↓

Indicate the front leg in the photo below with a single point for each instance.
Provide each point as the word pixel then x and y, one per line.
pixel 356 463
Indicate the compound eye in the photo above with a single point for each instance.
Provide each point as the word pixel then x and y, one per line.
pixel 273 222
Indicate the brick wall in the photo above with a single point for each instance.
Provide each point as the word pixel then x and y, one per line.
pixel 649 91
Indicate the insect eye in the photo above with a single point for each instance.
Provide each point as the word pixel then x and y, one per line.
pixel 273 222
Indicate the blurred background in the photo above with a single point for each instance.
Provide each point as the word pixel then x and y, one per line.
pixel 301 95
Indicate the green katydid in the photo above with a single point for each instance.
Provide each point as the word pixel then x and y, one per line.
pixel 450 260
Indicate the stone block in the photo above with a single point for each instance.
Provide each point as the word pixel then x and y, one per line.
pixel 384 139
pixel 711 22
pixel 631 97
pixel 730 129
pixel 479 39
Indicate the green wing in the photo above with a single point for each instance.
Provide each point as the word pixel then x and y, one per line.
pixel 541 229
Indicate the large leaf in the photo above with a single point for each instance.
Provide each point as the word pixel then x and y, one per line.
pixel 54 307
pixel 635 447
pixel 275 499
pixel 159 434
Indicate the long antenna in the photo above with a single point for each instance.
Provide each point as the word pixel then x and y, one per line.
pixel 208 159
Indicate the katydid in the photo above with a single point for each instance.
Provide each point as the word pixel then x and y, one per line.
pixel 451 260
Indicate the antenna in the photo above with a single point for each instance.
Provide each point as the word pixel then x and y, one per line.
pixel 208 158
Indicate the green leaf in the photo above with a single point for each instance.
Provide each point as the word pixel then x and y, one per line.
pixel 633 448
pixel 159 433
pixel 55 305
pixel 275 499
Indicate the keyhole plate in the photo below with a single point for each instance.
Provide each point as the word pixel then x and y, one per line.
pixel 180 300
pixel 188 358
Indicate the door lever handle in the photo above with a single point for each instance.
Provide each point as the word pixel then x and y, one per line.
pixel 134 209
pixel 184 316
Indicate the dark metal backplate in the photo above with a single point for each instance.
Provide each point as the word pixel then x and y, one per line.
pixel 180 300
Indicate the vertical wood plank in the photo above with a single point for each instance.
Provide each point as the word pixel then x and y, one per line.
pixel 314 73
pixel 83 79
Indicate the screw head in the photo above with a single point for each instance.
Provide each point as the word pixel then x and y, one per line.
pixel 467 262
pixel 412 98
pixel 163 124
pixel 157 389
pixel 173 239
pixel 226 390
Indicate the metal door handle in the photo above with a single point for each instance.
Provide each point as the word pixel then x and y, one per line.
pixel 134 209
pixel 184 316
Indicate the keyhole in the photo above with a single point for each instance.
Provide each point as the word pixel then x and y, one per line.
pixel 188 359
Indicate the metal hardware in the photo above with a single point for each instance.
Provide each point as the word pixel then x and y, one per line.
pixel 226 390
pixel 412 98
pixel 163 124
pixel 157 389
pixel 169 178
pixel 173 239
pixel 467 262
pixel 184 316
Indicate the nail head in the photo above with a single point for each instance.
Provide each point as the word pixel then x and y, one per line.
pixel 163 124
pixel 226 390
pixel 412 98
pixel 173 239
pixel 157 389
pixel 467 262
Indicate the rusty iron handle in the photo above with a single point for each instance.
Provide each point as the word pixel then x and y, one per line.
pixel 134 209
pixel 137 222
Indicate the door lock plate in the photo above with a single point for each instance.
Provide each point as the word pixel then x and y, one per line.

↑

### WORK INSTRUCTIONS
Beginning at the line that contains "Indicate the metal door" and continuing through the final line of the data above, present those lines as a numbered list, omitting any blank lines.

### SOLUTION
1. Indicate the metal door handle in the photo above with a single point for each instance.
2. Provide each point as the word pixel then x and y, one per line.
3. pixel 134 209
4. pixel 184 316
5. Indicate the keyhole in the photo above with a single point for each instance.
6. Provide each point as the word pixel then x and y, one per line.
7. pixel 188 359
8. Indicate the metal hardware in the photo above with a single point for each instance.
9. Provide each point as the word pixel then x and y, one per line.
10. pixel 226 390
11. pixel 412 98
12. pixel 163 124
13. pixel 157 389
14. pixel 169 178
15. pixel 173 239
16. pixel 467 262
17. pixel 184 316
18. Indicate the nail head in the photo above with a single point for each instance.
19. Provide each point as the word pixel then x and y, one per line.
20. pixel 163 124
21. pixel 226 390
22. pixel 412 98
23. pixel 173 239
24. pixel 157 389
25. pixel 467 262
26. Indicate the rusty iron handle in the photo above with a single point for each instance.
27. Provide each point as the word pixel then x and y, one per line.
28. pixel 134 209
29. pixel 137 222
30. Indicate the door lock plate in the photo above with a single point for each instance.
31. Provide each point as the word pixel then x and y, one per line.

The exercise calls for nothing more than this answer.